[Exercise directions]
Copy out the following forum thread about Police Officer Craig Shaw in full, word for word, from its title through the last reply.

[Quoted passage]
# Police Officer Craig Shaw



## kwflatbed (Dec 29, 2004)

Police Officer Craig Shaw



*Lancaster Police Department
Texas*
End of Watch: Sunday, June 20, 2010
Biographical Info
*Age:* 37
*Tour of Duty:* 5 years
*Badge Number:* Not available
Incident Details
*Cause of Death:* Gunfire
*Date of Incident:* Sunday, June 20, 2010
*Weapon Used:* Gun; Unknown type
*Suspect Info:* Shot and killed
Officer Craig Shaw was shot and killed after responding to a shooting call at a local apartment complex. After arriving at the scene and he and other officers began searching for the suspect.

As the officers approached the man he suddenly turned and opened fire, fatally wounding Officer Shaw. Another officer returned fire and killed the suspect.

Officer Shaw had served with the Lancaster Police Department for five years. He is survived by his wife and two children.
Agency Contact Information
Lancaster Police Department
1501 North Dallas Avenue
Lancaster, TX 75134

Phone: (972) 218-2711

_*Please contact the Lancaster Police Department for funeral arrangements or for survivor benefit fund information.*_


----------



## DEI8 (Jan 20, 2006)

Rest in Peace Officer Shaw, thoughts and prayers to his family.


----------



## TRPDiesel (Nov 28, 2008)

Rest in Peace Officer Shaw


----------



## mr.anttrax (May 24, 2006)

RIP Officer Shaw.


----------



## 7MPOC (Mar 16, 2004)

Rest in Peace Brother


----------



## SPINMASS (Jan 30, 2004)

RIP Officer


----------



## Mass (Jan 21, 2006)

Rip Officer.


----------



## trueblue (Jan 21, 2008)

RIP


----------

[Data lines]
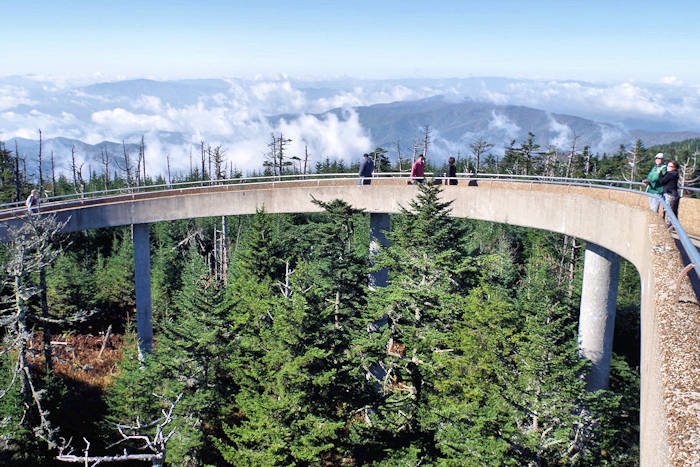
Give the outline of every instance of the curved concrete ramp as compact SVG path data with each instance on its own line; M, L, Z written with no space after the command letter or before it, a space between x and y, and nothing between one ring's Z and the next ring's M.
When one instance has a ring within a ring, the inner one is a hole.
M684 314L673 303L668 291L675 291L680 255L663 222L650 212L648 198L603 187L529 182L468 186L460 181L443 188L443 198L454 200L454 216L572 235L634 264L642 282L641 463L700 463L700 308L685 289ZM79 231L252 214L263 206L270 213L318 212L313 198L340 198L370 213L398 213L416 192L405 179L373 179L371 185L358 185L357 179L250 183L89 199L64 203L55 212L60 219L70 217L67 230ZM700 215L690 206L681 203L681 221L685 209L688 230L700 232ZM51 205L42 207L49 211Z

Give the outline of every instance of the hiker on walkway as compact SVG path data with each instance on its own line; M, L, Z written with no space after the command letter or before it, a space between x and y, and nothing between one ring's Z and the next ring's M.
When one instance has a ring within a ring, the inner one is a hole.
M455 158L452 156L447 159L447 185L457 184L457 164L455 162Z
M372 183L372 174L374 173L374 160L369 157L369 154L365 153L362 155L362 161L360 162L360 171L358 176L360 181L357 182L358 185L369 185Z
M659 174L661 174L661 169ZM678 216L678 162L670 161L666 165L666 173L664 175L659 175L659 184L663 190L664 201L671 206L673 214ZM671 220L668 216L666 218L666 225L671 225Z
M411 183L425 183L425 156L421 154L411 168Z
M25 201L25 204L27 206L27 212L29 212L29 214L34 214L39 210L39 201L39 191L32 190L32 192L29 193L29 196L27 197L27 201Z
M664 164L664 153L660 152L654 158L654 167L651 168L647 178L642 180L647 186L647 192L661 195L664 192L664 187L659 183L659 178L666 173L666 164ZM656 196L649 198L649 208L654 212L659 212L659 200Z

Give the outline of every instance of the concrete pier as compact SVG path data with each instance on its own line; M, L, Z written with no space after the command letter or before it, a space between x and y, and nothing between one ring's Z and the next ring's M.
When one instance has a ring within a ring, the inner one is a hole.
M369 254L370 258L377 254L379 247L389 246L389 239L386 238L385 232L389 231L391 221L389 214L386 213L370 213L369 215ZM370 259L371 261L371 259ZM370 287L386 287L389 282L389 271L380 269L369 273Z
M620 257L592 242L586 243L578 326L579 355L591 361L586 389L606 389L610 379L615 304Z
M153 349L153 320L151 315L151 245L149 224L133 225L134 280L136 289L136 332L139 358Z

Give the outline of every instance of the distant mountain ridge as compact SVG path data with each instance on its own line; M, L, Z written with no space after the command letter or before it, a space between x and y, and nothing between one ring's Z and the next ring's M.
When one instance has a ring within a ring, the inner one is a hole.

[Complete output]
# Police Officer Craig Shaw



## kwflatbed (Dec 29, 2004)

Police Officer Craig Shaw



*Lancaster Police Department
Texas*
End of Watch: Sunday, June 20, 2010
Biographical Info
*Age:* 37
*Tour of Duty:* 5 years
*Badge Number:* Not available
Incident Details
*Cause of Death:* Gunfire
*Date of Incident:* Sunday, June 20, 2010
*Weapon Used:* Gun; Unknown type
*Suspect Info:* Shot and killed
Officer Craig Shaw was shot and killed after responding to a shooting call at a local apartment complex. After arriving at the scene and he and other officers began searching for the suspect.

As the officers approached the man he suddenly turned and opened fire, fatally wounding Officer Shaw. Another officer returned fire and killed the suspect.

Officer Shaw had served with the Lancaster Police Department for five years. He is survived by his wife and two children.
Agency Contact Information
Lancaster Police Department
1501 North Dallas Avenue
Lancaster, TX 75134

Phone: (972) 218-2711

_*Please contact the Lancaster Police Department for funeral arrangements or for survivor benefit fund information.*_


----------



## DEI8 (Jan 20, 2006)

Rest in Peace Officer Shaw, thoughts and prayers to his family.


----------



## TRPDiesel (Nov 28, 2008)

Rest in Peace Officer Shaw


----------



## mr.anttrax (May 24, 2006)

RIP Officer Shaw.


----------



## 7MPOC (Mar 16, 2004)

Rest in Peace Brother


----------



## SPINMASS (Jan 30, 2004)

RIP Officer


----------



## Mass (Jan 21, 2006)

Rip Officer.


----------



## trueblue (Jan 21, 2008)

RIP


----------